But depending on year range, the list might be higher/lower for particular brands... example: The Hunter Cherubini lines are quite good. I like certain versions of Catalinas as well over others.

S2 has some pretty high quality boats (certain years). J boats, some are better than others. WD Schock boats depending on models. Lots of other brands to consider as well.


----------



## Jeff_H (Feb 26, 2000)

In my mind, there is problem with this question as I see it. Almost all boat builders, who have been in business over a longer period of time, may have had better period, and better models, and some pretty crummy periods and models. That makes ranking a manufacturer very tricky.
Beyond that it seems like ranking should be based on solid criteria that might include build quality, design quality, sailing ability, seaworthiness, and suitability for it's intended purpose. But then again some folks might want to include level of fit and finish, or standard equipment, performance, or any other criteria that floats their boat, so to speak.

Then there is the horse trading, balancing say a company that has consistently built high build quality boats vs higher performance boats, vs a company that has pinnacles of grandeur as well as long plateaus of mediocrity.
○ ○ ○ ○ ○ ○ ○
INSTRUCTION
Reproduce the passage of the sailboat builder discussion starting with "In my mind, there" and going on through "manufacturer very tricky.", keeping every word and punctuation mark unchanged.

SUPPLIED MATERIAL
○ ○ ○ ○ ○ ○ ○
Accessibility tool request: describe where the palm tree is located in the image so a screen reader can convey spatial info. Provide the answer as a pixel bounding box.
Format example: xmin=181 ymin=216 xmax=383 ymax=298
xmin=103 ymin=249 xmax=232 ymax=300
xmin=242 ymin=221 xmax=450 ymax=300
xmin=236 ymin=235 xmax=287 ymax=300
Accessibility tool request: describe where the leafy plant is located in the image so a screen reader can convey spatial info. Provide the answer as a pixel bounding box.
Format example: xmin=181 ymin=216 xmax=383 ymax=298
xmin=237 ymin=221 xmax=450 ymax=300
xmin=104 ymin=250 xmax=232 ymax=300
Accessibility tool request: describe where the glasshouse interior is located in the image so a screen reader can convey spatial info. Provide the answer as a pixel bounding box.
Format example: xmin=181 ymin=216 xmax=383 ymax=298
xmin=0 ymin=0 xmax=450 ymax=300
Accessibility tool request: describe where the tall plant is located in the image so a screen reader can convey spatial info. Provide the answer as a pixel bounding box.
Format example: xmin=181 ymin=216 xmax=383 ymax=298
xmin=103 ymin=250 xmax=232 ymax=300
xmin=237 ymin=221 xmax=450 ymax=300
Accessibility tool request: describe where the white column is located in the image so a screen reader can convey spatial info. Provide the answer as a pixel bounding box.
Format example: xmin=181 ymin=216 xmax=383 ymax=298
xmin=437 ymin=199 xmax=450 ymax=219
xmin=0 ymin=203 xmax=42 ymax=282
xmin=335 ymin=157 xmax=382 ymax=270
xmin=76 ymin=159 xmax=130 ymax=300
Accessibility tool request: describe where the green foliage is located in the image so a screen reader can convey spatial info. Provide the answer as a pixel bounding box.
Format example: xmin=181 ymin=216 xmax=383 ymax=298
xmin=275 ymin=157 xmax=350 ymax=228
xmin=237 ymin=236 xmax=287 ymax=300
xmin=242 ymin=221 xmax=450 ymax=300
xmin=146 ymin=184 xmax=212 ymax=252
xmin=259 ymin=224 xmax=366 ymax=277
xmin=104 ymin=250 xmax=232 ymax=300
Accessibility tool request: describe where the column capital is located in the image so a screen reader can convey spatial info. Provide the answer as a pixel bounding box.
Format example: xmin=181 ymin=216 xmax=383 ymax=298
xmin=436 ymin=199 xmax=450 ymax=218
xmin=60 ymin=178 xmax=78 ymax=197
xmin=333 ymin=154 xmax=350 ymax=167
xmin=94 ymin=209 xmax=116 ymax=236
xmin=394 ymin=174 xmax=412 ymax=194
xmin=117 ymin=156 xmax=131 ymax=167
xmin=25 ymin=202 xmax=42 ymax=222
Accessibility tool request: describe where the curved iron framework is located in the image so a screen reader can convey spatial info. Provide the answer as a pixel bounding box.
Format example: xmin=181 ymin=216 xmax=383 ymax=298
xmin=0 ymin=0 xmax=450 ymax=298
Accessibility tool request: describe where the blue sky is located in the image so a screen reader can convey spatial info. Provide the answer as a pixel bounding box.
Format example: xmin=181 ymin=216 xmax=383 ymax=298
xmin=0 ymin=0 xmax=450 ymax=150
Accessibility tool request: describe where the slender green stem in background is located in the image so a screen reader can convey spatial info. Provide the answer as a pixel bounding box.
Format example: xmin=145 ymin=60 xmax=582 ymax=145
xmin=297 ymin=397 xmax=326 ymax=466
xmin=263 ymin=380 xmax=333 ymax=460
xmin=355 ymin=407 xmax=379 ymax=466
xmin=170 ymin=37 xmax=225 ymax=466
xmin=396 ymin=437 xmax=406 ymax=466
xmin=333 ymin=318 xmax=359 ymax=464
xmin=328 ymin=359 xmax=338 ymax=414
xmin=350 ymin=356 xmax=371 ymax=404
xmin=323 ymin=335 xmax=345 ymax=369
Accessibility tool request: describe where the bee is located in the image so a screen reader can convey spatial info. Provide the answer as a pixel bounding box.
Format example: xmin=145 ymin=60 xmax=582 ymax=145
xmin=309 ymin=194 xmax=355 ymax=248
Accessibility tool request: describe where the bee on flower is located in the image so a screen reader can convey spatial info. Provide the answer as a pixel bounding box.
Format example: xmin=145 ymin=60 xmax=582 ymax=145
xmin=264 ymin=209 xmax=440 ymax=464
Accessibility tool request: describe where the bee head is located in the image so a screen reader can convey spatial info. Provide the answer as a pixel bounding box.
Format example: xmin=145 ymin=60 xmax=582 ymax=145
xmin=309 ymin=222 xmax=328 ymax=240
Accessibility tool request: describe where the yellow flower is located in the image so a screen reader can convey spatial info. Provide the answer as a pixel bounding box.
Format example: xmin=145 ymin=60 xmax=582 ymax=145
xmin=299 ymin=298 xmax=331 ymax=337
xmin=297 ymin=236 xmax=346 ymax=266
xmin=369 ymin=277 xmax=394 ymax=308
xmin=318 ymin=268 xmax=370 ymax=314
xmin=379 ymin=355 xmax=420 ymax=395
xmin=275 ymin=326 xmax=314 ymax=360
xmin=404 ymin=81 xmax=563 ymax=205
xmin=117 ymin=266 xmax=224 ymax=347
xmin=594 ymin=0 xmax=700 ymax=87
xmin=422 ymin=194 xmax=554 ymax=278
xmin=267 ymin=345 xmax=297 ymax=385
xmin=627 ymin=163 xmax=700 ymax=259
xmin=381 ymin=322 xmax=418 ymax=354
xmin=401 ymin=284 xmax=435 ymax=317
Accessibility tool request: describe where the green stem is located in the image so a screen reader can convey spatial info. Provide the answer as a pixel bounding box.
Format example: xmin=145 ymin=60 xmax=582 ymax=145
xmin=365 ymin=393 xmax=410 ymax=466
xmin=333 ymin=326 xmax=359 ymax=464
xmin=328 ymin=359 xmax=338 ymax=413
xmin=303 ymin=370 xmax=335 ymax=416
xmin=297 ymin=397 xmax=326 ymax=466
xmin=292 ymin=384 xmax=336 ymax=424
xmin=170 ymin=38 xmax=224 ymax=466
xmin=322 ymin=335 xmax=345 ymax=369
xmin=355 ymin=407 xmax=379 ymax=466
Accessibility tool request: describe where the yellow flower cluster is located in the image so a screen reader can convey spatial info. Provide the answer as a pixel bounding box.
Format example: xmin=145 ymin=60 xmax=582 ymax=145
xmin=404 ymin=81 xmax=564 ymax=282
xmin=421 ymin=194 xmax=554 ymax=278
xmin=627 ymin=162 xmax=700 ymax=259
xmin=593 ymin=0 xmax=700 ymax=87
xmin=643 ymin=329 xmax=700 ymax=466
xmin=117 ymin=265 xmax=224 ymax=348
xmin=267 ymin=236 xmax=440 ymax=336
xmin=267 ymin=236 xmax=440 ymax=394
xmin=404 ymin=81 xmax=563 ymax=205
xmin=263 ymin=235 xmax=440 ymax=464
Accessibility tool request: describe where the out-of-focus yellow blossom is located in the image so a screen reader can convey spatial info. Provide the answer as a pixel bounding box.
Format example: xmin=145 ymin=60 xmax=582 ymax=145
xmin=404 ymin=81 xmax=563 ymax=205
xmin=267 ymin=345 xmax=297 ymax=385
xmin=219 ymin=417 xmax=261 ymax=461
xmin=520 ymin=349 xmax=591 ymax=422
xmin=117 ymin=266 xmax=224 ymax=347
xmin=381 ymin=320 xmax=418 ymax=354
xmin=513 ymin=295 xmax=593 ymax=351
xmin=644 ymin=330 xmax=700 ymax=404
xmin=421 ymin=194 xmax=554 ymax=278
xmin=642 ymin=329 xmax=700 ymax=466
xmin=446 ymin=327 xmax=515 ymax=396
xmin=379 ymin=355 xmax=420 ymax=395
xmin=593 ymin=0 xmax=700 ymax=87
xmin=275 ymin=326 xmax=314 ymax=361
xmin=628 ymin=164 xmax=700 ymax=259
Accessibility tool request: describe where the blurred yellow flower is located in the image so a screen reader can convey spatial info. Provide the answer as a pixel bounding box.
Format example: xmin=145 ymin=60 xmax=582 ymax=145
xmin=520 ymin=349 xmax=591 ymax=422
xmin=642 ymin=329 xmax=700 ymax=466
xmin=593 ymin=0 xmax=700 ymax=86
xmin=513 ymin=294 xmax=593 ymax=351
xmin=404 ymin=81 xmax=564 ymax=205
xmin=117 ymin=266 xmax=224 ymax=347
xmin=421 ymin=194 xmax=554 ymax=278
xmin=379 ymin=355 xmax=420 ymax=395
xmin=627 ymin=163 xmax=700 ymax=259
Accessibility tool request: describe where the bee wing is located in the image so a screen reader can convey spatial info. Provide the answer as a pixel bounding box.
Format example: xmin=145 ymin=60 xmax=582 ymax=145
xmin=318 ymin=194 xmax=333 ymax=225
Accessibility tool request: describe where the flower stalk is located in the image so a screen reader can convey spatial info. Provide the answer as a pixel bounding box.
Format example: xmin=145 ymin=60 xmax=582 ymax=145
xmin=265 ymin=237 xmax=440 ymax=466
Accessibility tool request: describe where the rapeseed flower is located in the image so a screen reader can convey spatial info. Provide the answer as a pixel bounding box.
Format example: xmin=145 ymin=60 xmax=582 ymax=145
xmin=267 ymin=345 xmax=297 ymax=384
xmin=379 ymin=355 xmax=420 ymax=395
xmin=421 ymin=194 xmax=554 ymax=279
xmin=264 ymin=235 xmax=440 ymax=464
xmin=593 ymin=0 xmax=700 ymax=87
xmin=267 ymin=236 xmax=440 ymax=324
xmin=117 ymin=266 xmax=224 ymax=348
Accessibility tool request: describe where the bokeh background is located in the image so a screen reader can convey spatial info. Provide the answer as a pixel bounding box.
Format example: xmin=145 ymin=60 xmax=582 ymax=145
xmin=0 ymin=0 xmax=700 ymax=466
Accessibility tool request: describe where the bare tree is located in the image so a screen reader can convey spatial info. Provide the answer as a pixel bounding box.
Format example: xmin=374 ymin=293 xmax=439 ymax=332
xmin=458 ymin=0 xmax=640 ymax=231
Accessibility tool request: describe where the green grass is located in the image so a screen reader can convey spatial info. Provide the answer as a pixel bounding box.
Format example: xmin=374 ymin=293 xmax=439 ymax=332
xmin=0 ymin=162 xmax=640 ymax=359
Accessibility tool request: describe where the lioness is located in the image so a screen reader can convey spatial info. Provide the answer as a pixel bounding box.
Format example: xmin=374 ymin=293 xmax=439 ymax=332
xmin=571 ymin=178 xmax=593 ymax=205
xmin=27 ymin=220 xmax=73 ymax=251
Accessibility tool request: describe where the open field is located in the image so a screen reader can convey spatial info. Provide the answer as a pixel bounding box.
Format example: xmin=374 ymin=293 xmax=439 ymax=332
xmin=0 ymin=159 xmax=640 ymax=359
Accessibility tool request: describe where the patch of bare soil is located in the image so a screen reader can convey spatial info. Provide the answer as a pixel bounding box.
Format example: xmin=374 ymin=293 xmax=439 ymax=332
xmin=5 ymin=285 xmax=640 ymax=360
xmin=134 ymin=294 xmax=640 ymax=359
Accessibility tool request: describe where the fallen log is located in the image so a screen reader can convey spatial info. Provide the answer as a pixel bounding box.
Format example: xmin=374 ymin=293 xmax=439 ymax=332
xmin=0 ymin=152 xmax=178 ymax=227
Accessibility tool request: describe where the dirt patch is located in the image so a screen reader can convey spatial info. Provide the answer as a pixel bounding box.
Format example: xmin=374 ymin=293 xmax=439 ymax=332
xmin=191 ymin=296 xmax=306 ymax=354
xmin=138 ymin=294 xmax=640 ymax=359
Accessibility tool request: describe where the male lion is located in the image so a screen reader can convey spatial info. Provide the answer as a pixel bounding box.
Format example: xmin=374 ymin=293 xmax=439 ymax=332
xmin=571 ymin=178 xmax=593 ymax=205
○ ○ ○ ○ ○ ○ ○
FINISHED ANSWER
In my mind, there is problem with this question as I see it. Almost all boat builders, who have been in business over a longer period of time, may have had better period, and better models, and some pretty crummy periods and models. That makes ranking a manufacturer very tricky.